[start Record excerpts]

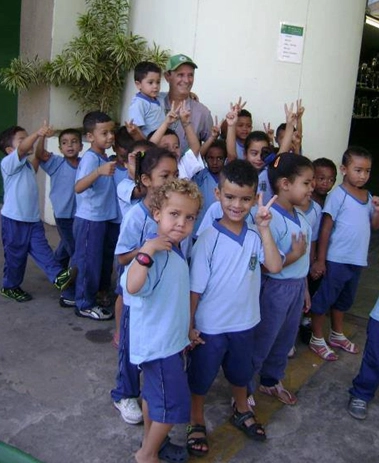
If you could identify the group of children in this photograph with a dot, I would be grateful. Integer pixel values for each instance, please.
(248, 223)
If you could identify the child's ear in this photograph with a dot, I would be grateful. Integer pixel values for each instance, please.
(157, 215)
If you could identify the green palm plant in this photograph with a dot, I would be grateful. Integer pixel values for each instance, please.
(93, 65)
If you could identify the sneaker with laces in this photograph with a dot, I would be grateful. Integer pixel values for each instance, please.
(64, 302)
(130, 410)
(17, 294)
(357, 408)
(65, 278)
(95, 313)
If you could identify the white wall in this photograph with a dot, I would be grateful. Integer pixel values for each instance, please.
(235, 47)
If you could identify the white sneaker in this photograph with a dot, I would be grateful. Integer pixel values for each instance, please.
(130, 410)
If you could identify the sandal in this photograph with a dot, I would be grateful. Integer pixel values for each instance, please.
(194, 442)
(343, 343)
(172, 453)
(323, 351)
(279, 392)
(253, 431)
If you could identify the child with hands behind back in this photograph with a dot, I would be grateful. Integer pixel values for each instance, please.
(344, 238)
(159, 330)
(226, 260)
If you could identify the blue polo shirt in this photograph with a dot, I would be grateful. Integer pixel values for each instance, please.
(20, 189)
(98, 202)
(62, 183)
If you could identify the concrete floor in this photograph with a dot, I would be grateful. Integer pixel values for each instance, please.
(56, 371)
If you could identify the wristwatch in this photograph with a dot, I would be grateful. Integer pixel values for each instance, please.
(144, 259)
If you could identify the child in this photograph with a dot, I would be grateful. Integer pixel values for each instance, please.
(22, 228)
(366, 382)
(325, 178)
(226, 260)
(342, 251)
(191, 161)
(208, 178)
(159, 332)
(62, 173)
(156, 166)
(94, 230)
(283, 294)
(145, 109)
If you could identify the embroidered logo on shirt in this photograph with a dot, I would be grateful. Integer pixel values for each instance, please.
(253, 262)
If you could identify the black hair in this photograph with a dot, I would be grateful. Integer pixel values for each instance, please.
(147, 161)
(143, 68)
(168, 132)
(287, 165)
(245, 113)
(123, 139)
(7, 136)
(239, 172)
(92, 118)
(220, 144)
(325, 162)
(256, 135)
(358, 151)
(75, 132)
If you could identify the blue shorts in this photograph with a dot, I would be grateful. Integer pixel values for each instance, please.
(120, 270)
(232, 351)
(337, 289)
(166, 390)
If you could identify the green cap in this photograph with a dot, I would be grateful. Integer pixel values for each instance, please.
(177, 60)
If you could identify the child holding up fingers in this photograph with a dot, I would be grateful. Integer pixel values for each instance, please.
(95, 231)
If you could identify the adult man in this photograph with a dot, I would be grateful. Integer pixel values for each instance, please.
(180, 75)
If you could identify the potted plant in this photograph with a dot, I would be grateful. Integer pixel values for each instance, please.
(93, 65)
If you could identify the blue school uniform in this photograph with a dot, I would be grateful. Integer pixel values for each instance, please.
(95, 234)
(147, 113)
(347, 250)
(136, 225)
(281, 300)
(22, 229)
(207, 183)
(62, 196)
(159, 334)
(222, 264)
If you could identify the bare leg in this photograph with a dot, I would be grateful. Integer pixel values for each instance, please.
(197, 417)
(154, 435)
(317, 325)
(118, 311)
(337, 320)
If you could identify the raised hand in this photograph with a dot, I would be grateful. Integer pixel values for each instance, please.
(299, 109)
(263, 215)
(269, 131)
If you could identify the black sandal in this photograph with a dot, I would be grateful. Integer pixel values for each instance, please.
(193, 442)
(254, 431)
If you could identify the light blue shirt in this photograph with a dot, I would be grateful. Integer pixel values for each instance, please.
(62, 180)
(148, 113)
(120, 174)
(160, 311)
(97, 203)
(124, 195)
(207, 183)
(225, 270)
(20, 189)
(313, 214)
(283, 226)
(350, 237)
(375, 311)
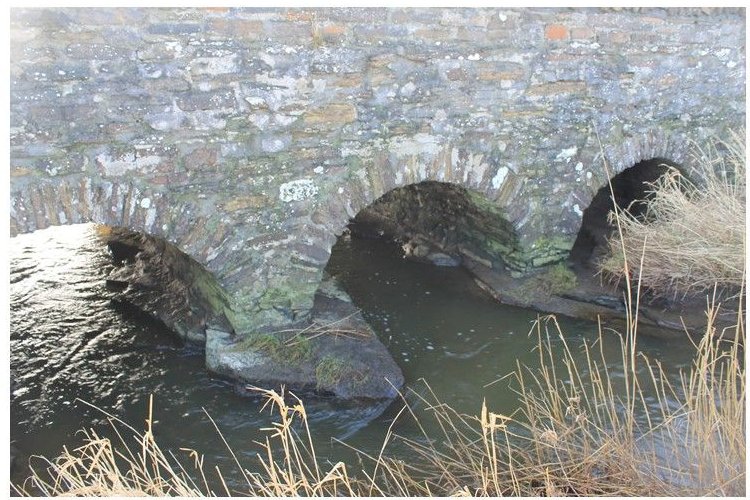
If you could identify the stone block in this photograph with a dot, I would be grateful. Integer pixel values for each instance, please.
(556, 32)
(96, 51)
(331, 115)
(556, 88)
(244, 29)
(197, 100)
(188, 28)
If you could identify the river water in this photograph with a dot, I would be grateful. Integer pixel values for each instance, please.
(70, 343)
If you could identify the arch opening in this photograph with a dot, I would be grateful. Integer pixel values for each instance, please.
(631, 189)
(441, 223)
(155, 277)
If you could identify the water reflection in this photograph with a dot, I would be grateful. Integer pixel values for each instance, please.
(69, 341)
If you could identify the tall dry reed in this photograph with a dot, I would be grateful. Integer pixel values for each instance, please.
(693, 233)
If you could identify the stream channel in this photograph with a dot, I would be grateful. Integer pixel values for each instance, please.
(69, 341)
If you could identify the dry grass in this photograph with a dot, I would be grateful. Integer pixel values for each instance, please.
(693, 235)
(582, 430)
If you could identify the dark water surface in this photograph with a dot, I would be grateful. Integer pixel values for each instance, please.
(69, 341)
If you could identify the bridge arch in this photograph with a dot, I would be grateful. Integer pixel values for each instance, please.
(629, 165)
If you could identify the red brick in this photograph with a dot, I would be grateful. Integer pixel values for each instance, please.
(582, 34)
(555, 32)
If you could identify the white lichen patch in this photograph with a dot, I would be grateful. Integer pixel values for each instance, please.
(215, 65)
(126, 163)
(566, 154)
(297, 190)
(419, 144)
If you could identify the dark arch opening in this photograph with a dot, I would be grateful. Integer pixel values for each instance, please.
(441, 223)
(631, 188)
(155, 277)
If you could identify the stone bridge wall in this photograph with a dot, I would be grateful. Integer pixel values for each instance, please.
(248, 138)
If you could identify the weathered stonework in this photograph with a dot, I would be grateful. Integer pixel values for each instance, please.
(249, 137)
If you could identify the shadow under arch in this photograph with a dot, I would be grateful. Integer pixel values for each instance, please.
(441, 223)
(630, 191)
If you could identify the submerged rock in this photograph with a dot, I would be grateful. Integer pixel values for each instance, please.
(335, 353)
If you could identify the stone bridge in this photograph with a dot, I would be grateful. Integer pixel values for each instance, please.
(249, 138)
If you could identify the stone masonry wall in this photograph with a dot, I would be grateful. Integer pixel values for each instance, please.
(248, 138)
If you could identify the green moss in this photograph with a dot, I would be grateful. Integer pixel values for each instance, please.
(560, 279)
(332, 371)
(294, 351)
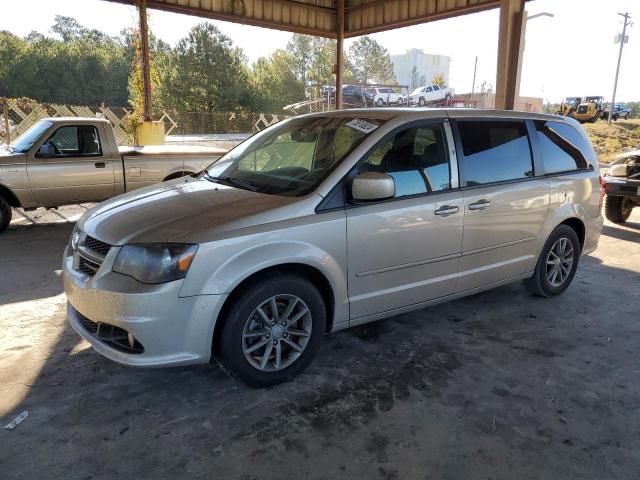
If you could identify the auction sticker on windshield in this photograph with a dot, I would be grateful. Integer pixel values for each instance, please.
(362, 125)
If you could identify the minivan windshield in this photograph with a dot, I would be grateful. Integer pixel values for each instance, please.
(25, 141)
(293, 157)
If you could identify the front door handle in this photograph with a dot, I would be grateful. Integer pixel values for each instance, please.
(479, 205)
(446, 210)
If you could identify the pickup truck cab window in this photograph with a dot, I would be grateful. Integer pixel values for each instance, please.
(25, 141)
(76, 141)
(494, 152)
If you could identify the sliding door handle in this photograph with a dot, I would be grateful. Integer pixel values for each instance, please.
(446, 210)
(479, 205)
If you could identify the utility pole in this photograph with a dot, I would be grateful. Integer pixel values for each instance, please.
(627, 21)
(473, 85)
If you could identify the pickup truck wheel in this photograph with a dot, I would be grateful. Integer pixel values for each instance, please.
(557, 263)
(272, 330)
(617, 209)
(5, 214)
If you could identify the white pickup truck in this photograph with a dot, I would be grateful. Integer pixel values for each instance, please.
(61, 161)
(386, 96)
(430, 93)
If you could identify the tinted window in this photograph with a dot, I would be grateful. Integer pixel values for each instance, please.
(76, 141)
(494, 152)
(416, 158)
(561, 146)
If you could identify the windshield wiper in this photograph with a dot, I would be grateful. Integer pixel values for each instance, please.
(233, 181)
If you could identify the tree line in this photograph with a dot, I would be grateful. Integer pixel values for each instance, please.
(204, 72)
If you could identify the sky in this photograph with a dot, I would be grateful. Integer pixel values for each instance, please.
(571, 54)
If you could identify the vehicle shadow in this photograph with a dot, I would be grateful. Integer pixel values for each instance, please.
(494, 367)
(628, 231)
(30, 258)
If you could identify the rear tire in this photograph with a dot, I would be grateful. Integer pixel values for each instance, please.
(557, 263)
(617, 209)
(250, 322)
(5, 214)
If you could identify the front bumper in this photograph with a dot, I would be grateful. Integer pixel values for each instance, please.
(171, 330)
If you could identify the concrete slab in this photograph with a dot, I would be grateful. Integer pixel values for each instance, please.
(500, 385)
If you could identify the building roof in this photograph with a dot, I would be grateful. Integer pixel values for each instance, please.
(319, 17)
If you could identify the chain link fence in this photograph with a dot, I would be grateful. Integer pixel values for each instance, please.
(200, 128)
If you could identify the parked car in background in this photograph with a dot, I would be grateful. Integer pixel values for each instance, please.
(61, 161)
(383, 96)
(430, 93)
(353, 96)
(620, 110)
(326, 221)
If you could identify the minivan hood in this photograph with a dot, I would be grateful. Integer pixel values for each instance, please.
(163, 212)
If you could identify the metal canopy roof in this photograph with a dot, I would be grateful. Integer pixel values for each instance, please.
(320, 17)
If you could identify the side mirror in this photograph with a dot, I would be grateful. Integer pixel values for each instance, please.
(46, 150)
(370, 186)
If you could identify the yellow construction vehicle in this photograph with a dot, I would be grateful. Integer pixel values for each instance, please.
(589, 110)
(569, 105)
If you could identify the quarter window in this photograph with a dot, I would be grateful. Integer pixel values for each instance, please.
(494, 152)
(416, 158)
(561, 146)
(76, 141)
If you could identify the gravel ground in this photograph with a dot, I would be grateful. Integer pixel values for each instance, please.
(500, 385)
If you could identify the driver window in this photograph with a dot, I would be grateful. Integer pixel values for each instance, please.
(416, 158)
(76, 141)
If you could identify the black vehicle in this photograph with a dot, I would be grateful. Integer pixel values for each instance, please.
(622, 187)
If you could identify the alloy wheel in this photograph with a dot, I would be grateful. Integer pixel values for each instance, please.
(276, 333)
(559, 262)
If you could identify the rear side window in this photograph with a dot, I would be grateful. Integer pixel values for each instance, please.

[end Record excerpts]

* **The task**
For this exercise, please retype exactly the lines in the listing from the line with "If you could identify the parked" through its last line, both ends included.

* **Answer to the task**
If you could identify the parked car in background in this photograph with a dot, I would be grateful. Integer pixel values for each instance, please.
(61, 161)
(383, 96)
(430, 93)
(353, 96)
(620, 110)
(326, 221)
If you could identify the minivan hood in this photograph with a dot, I would be grateful. Integer pixel values for each instance, please.
(163, 212)
If you could identify the metal canopy roof in this photograph with a dot, I would be grateful. Integer pixel values for each instance, please.
(320, 17)
If you could identify the side mirror in this photograph with a dot, I would be grateful. Integer pixel values for each instance, please.
(46, 150)
(370, 186)
If you could identify the yellow construction vehicle in this photograph with a dot, I would be grateful. Integer pixel values for each instance, please.
(589, 110)
(569, 105)
If you could identify the quarter window in this photograph with a dot, I would be grateful. Integer pixel values for each instance, please.
(494, 152)
(416, 158)
(561, 146)
(76, 141)
If you could identify the gravel ground in this photograph with a dot, I would be grateful. Integer pixel values for each instance, please.
(500, 385)
If you could identify the driver window in this photograph with a dot, I would be grateful. Integer pixel values for each instance, please.
(416, 158)
(76, 141)
If you could identify the black vehicle in this photograph with a dot, I would be grateful. Integer pixel values for each instance, please.
(622, 187)
If you could identify the alloy wheel in this photograph with a dot, I would be grateful. Integer pixel values for each instance, please.
(276, 333)
(559, 262)
If you could identify the rear side window in this photograph with a dot, I would be grateful. Integer pixel values for each instance, please.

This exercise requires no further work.